What needs to be done: Output the following data exactly.

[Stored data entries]
============================================================

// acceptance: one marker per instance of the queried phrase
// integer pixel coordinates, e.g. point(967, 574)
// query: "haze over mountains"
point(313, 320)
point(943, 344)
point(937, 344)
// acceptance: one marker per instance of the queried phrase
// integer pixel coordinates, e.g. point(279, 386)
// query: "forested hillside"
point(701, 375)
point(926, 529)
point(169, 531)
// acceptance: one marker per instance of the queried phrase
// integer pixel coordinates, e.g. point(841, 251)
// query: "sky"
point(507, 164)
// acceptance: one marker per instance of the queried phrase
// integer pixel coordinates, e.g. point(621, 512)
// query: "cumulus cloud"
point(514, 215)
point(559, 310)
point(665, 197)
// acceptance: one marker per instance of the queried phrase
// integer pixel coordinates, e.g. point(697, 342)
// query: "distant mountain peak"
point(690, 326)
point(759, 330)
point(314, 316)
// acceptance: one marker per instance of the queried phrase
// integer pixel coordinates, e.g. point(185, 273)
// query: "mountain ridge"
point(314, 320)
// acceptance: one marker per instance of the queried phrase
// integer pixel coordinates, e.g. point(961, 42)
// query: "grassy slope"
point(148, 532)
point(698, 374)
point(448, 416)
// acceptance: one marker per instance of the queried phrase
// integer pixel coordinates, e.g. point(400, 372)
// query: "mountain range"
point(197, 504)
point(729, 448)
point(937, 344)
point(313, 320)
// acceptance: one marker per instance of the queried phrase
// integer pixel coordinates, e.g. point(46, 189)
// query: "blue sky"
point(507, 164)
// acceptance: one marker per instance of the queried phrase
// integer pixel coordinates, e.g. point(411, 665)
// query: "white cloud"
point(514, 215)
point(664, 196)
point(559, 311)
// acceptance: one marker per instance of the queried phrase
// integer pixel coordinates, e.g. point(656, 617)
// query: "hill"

============================================================

Written answer:
// acceptance: one marker per instance of the queried phrase
// integer pixel coordinates, e.g. point(967, 574)
// query: "haze over mountains"
point(313, 320)
point(943, 344)
point(937, 344)
// acceptance: one marker per instance of the queried phrase
// integer pixel coordinates, e.g. point(279, 386)
// query: "forested hillside"
point(701, 375)
point(926, 529)
point(169, 531)
// acceptance: one marker per instance of the queried phrase
// integer pixel coordinates, e.g. point(841, 251)
// query: "sky"
point(507, 164)
// acceptance: one marker per instance of the queried phrase
// integer pixel coordinates, e.g. point(621, 512)
// query: "cumulus cloud"
point(514, 215)
point(559, 310)
point(665, 197)
// acceptance: one marker per instance of the queried phrase
// integer pixel coordinates, e.g. point(697, 342)
// query: "distant mountain peak"
point(690, 326)
point(759, 330)
point(314, 316)
// acceptance: one marker per instance of the queried phrase
// integer pixel coordinates, e.g. point(185, 273)
// query: "mountain ridge"
point(314, 320)
// acceptance: one marker per instance of the queried phrase
// integer pixel coordinates, e.g. point(961, 42)
// query: "grassy slope"
point(148, 532)
point(698, 374)
point(448, 416)
// acceptance: one marker per instance of the queried phrase
// integer pixel coordinates, e.g. point(400, 372)
// query: "mountain range"
point(197, 504)
point(729, 448)
point(937, 344)
point(313, 320)
// acceptance: one marker per instance of the queried phrase
// integer pixel coordinates, e.g. point(46, 189)
// query: "blue sky"
point(507, 164)
// acceptance: one marker per instance of the queried phrase
// integer pixel coordinates, e.g. point(411, 665)
// query: "white cloud"
point(514, 215)
point(664, 196)
point(559, 311)
// acceptance: one marker per instance of the queried phrase
// integer pixel coordinates, e.g. point(656, 617)
// query: "hill"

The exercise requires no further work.